BEGIN Excerpted text
What decapitated my plants

bart1
9 years ago

I had some extra plants sitting in cell paks, in a plastic tray in my driveway, and the other morning I noticed that all but one was cut off just above ground level.

It's not really a big deal since they were extras, but I'm wondering what did it. We have chipmonks and rabbits all over the place, but nothing was eaten, the plants were just cut down.

Would a cutworm be able to cross the driveway, climb into the plastic tray and then back up into the cell paks?

Here's a photo (removed from the tray). It's a little hard to tell, but all the plants except the one on the far left are chopped off just above ground level.

Who did this?

Thanks!

Comments (10)

  • n2xjk
    9 years ago

    Birds would be my guess.

  • digdirt2
    9 years ago

    Hard to buy into cutworms unless that was garden soil in the containers and even then odds are slim.

    I'd figure it was a mammal pest of some kind or birds. My rabbits usually eat what they cut off but my deer love to leave me situations like in your photo. Got any deer?

    Dave

  • imeldanie
    9 years ago

    oh that is so infuriating! I am sorry to see that. Same thing happened to me last year. I never saw what did it, but for some reason i thought squirrels?

    I got some of that spray (something with dried blood, garlic, and other noxious things) to deter them and it stopped after that. Unfortunately it smelled so terribly when you initially spray it, my husband said he would never use it again!

  • bart1
    Original Author
    9 years ago

    Yep! Lots of deer.

    I figured deer would eat everything too, like the rabbits.

    I didn't know birds would cut a plant off at the soil. What are they trying to do?

  • digdirt2
    9 years ago

    The birds are looking for nesting materials and insects. In the process the plants get various forms of damage including snipped off.

    My deer eat some of the leaves but don't like the stems so they just bite them off. The type and amount of the damage depends on where they are in the process when they get startled enough to leave.

    My squirrels won't eat leaves, they wait for the fruit. Same with the raccoon.

    Dave

  • dowbright
    9 years ago

    That happened to me with ground squirrels. I'm not sure what else to call them, but I saw them doing it with my own eyes! They are smaller than squirrels, and have a darker stripe down their back.

    I had to turn to 5-gal. buckets half-filled with water and the top covered with sunflower seeds and a board on it with seeds to induce them to dive in. Sounds cruel, but it's the only way we were going to get any food from anything in our garden. It worked, and the replanted garden lived and grew.

    I try to live and let live, and am willing to share with the guys who live out there...But they weren't letting any of my plants live. So I did what I had to do if we wanted to eat organic food.
END Excerpted text
BEGIN Data under study
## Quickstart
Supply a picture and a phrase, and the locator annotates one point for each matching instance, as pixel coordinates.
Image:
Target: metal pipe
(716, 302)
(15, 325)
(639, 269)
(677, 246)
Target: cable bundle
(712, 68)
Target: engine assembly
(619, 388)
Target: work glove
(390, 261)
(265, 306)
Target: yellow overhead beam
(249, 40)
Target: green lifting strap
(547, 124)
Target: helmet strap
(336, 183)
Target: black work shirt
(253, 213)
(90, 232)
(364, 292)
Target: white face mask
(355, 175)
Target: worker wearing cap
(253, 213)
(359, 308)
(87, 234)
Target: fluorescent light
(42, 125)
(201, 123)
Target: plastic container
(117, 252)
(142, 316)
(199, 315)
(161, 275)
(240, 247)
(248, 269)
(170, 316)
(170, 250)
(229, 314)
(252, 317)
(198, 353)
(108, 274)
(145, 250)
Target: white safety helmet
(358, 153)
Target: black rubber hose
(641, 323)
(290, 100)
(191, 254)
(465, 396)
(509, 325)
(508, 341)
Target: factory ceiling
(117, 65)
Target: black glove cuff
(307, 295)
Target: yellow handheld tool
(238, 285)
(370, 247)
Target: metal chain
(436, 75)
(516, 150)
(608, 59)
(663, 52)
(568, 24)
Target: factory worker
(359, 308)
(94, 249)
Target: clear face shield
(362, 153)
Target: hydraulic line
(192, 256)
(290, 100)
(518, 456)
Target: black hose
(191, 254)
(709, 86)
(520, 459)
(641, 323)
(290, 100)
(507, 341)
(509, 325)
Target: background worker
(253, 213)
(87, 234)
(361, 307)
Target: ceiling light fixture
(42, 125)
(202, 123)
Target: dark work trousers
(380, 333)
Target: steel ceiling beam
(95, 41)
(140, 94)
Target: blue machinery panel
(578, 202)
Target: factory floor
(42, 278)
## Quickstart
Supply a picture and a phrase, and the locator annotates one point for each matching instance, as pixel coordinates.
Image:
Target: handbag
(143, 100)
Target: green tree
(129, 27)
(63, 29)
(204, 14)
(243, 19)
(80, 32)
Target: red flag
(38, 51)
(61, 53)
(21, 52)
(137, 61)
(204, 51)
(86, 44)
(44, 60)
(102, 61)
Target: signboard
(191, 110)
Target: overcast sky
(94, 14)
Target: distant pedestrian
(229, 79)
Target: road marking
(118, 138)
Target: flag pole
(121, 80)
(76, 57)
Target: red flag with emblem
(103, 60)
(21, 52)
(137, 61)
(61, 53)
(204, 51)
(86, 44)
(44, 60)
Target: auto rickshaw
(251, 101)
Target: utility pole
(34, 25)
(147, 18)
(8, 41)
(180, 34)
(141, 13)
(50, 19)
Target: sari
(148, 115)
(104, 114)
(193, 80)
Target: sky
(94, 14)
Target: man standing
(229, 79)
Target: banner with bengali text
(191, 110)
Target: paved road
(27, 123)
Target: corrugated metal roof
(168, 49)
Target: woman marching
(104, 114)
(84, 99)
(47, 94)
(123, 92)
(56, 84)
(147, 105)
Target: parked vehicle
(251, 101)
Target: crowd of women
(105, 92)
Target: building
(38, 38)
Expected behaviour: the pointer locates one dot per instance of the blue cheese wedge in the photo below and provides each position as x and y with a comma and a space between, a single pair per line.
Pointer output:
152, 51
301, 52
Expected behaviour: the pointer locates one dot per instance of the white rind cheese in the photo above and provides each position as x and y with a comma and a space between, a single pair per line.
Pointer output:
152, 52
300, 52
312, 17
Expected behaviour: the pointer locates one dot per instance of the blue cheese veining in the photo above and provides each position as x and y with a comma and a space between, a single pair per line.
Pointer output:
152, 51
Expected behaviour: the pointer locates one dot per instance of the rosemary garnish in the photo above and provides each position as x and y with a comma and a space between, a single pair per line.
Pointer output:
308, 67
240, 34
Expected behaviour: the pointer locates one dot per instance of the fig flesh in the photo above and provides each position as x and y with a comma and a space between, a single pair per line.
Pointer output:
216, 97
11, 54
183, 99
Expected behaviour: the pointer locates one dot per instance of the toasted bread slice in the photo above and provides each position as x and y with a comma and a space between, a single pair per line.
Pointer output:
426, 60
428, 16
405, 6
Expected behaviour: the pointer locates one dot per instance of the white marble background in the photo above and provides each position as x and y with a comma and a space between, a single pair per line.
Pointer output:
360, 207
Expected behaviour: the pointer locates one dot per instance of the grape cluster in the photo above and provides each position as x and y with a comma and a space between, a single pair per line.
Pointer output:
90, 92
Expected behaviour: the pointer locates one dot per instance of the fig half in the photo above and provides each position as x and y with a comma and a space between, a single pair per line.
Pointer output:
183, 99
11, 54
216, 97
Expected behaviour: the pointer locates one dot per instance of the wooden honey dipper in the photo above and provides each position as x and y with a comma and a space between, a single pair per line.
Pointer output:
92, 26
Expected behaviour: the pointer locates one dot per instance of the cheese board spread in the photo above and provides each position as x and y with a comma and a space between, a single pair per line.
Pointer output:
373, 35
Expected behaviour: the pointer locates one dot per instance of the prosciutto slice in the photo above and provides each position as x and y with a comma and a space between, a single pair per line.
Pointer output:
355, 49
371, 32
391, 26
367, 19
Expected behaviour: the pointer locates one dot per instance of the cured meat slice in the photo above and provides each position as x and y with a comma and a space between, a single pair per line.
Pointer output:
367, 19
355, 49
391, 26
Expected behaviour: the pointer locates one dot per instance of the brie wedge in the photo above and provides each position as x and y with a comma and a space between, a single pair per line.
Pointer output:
END Data under study
__Assignment__:
Write out the passage from the forum thread about the cut-down plants word for word, starting at "The birds are" and ending at "enough to leave.".

__Reply to the exercise__:
The birds are looking for nesting materials and insects. In the process the plants get various forms of damage including snipped off.

    My deer eat some of the leaves but don't like the stems so they just bite them off. The type and amount of the damage depends on where they are in the process when they get startled enough to leave.